Es difícil saber qué pasará con el caso. A veces parece que se enquista, otras que avanza, aunque sea despacio y con limitaciones. El Gobierno, que ve en el horizonte decenas de campañas electorales entre lo local y lo federal, trata de mirar para otro lado. Colocar el visor en las fortalezas de la investigación y alimentar la idea de que todo desacuerdo responde a manipulaciones y tergiversaciones. No hay medias tintas en Palacio Nacional. El trabajo en el caso Ayotzinapa ha sido impecable hasta ahora y cada matiz es una zancadilla del aparato conservador, siempre dispuesto a aprovechar las críticas.

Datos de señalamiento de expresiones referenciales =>
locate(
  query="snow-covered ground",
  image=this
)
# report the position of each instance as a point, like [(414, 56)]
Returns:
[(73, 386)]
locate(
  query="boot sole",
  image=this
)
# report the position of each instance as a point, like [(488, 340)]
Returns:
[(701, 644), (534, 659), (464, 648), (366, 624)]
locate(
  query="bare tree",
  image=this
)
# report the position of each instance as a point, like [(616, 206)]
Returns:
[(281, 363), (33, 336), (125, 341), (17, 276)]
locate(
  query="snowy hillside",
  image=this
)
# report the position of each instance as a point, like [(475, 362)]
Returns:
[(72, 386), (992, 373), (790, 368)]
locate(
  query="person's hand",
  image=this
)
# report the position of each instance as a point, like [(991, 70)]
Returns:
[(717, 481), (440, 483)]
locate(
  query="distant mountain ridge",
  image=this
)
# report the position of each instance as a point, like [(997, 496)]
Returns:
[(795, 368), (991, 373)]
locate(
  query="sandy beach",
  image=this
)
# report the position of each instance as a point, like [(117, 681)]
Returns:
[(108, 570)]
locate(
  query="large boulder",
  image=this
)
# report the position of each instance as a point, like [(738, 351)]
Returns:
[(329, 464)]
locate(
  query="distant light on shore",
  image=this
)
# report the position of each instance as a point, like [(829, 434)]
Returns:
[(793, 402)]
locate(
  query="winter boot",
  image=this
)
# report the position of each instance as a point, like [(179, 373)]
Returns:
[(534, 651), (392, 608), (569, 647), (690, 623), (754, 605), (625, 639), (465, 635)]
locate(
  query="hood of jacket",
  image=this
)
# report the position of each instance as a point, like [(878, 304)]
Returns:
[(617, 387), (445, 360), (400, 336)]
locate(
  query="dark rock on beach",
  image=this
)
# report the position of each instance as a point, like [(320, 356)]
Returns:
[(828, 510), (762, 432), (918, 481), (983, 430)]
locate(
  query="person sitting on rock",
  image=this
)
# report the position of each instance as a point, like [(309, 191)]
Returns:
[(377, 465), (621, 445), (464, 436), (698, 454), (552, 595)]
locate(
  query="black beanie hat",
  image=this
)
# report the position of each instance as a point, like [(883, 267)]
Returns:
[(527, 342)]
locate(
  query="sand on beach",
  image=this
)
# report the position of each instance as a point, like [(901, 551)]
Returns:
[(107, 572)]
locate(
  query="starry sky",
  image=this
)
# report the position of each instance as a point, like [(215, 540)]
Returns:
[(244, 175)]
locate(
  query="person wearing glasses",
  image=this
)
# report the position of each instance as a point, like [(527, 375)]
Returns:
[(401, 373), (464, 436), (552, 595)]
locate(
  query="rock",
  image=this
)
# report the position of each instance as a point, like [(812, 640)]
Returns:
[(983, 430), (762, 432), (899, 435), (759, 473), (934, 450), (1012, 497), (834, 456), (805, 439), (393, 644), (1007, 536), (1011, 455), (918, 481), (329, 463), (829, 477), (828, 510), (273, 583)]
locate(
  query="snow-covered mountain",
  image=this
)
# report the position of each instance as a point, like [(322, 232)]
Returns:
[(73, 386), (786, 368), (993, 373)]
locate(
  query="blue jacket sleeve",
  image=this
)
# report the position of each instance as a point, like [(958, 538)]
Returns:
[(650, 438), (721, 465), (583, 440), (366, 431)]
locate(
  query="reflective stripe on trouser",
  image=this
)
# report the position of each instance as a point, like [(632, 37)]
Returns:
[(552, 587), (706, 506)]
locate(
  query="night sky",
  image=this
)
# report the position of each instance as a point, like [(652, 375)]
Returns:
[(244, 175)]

TAREA SOLICITADA A => Determine si cada afirmación concuerda con el fragmento sobre el caso Ayotzinapa. Conteste sí o no y cite literalmente las palabras del fragmento que lo deciden: (i) En Palacio Nacional se admiten posturas intermedias sobre la investigación. (ii) El Gobierno tiene por delante numerosas campañas electorales. (iii) Desde Palacio Nacional se sostiene que el trabajo en el caso ha sido impecable hasta ahora.
TAREA SOLICITADA B => Según el fragmento sobre el caso Ayotzinapa, ¿a qué se atribuye todo desacuerdo en la idea que alimenta el Gobierno?
TAREA SOLICITADA C => Prosiga el fragmento sobre el caso Ayotzinapa a partir de su última oración.
Las filas provienen de una fuente distinta.

RESPUESTA ESCRITA A =>
(i) No: "No hay medias tintas en Palacio Nacional."
(ii) Sí: "ve en el horizonte decenas de campañas electorales entre lo local y lo federal"
(iii) Sí: "El trabajo en el caso Ayotzinapa ha sido impecable hasta ahora"

RESPUESTA ESCRITA B => A manipulaciones y tergiversaciones.

RESPUESTA ESCRITA C =>
Así, no hay espacio para la maniobra en el gabinete. Solo se puede cambiar de tema. Esa ha sido la intención de Encinas este miércoles. Y le ha ido bien, pero es inevitable señalar que el documento ignora una demanda clave para las familias: los centenares de documentos militares que plasmarían conversaciones de la red criminal de Iguala, antes, durante y después del ataque contra los estudiantes, el 26 y 27 de septiembre de 2014, en este municipio del Estado de Guerrero.
Las familias de los 43 estudiantes desaparecidos reclaman al Gobierno una serie de documentos de espionaje castrense, claves para profundizar en las pesquisas sobre el destino de los normalistas. Se trata de documentos que plasman conversaciones en que actores del crimen local hablarían del destino de los estudiantes. El Grupo Interdisciplinario de Expertos Independientes (GIEI), equipo que ha investigado el caso estos años, dio en julio una extensa explicación sobre la naturaleza de estos documentos, su importancia, las búsquedas que han hecho en archivos militares para encontrarlos, y los movimientos al interior de la Secretaria de la Defensa para evitarlo.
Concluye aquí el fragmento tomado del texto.